### Task to carry out:
Reproduce verbatim every line from the one that includes "Each instance of the white dress" to the closing line of the entries; omit everything before it.

### Records supplied:
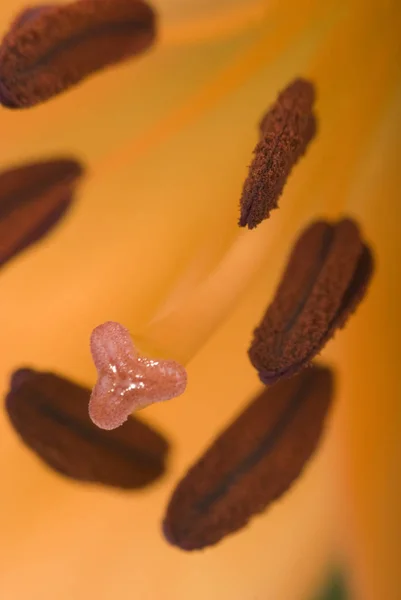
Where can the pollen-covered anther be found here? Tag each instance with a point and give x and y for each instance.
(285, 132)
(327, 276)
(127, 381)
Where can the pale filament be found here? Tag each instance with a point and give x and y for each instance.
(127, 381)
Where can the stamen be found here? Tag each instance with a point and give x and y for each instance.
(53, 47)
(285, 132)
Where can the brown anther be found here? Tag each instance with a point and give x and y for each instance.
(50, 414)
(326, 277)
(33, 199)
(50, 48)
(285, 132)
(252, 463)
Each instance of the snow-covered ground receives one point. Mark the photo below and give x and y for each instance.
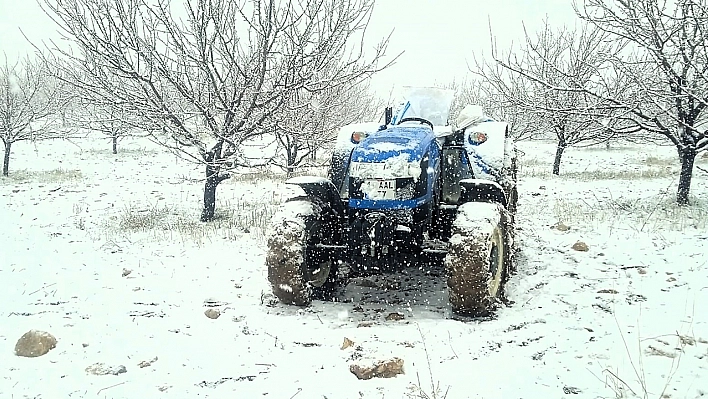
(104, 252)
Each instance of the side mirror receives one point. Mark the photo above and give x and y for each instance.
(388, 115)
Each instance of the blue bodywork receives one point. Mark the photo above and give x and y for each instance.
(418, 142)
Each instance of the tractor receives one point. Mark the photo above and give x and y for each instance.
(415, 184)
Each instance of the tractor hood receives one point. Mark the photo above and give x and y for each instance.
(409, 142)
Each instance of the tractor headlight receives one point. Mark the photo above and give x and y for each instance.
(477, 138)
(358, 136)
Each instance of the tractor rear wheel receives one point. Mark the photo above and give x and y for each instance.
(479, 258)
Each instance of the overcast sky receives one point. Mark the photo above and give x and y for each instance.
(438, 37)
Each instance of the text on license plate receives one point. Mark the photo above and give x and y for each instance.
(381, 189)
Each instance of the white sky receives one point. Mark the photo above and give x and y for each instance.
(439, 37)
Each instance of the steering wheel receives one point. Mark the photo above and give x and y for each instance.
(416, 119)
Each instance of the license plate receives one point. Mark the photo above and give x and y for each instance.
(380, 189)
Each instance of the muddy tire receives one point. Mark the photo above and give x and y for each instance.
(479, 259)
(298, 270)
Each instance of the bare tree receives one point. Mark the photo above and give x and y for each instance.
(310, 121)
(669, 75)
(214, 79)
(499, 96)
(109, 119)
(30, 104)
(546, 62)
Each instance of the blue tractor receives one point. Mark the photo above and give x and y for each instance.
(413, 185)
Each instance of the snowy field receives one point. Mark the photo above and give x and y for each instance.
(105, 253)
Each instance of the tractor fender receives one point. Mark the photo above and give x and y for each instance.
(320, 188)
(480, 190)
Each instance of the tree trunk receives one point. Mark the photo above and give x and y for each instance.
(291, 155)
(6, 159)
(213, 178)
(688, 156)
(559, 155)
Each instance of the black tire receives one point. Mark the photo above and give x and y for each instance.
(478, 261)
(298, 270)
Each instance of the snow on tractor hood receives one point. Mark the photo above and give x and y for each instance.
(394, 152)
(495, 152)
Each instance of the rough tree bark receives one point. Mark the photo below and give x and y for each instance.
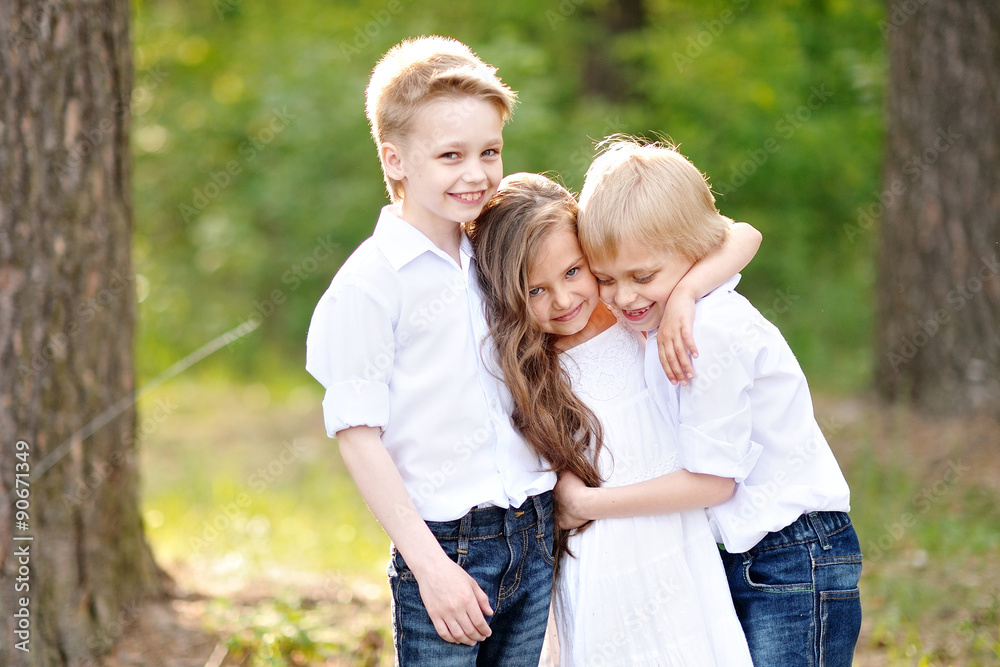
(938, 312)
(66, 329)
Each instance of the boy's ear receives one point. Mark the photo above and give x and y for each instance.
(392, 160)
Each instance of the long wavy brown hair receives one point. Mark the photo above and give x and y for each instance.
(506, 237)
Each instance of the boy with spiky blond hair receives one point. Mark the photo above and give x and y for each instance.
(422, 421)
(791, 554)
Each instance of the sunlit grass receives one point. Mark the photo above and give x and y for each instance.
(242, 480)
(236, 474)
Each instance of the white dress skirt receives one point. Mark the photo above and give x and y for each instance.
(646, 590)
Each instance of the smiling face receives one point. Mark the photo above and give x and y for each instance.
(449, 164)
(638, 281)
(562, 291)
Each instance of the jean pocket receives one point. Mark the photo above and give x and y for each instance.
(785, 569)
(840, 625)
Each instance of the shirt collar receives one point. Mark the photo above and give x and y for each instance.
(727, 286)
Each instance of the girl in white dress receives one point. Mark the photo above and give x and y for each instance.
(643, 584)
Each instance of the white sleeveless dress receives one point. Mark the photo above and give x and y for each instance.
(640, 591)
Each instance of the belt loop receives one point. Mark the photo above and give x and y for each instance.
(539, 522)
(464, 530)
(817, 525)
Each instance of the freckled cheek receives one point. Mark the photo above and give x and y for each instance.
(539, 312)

### Response:
Each instance of the white dress skirt receives one point. Mark the photo above and give x and y for each instance.
(646, 590)
Each instance of the smiling face receives one point. Mark the photo above and give x and y for each instance.
(449, 164)
(638, 281)
(562, 291)
Each instance of the jean pocket receives one point. Mark the photo above and give x and y for each instance.
(785, 569)
(840, 625)
Each instance of the shirt collar receives one point. Mark the photo above and give x and y for each instance.
(727, 286)
Each instance of the girl in white dress receives one point. Mark the photo above and give x and y for each instance.
(643, 584)
Each instance of the white sleeveless dress receives one point. Mark the photo above and give x and y for each instance.
(640, 591)
Each instance of the belt loop receives one point. Mark the photo above and give x and y for each instance.
(539, 522)
(464, 530)
(817, 525)
Each instance of the freckled cheek receives one point. Mark the photo above and give x and y for each instance.
(539, 312)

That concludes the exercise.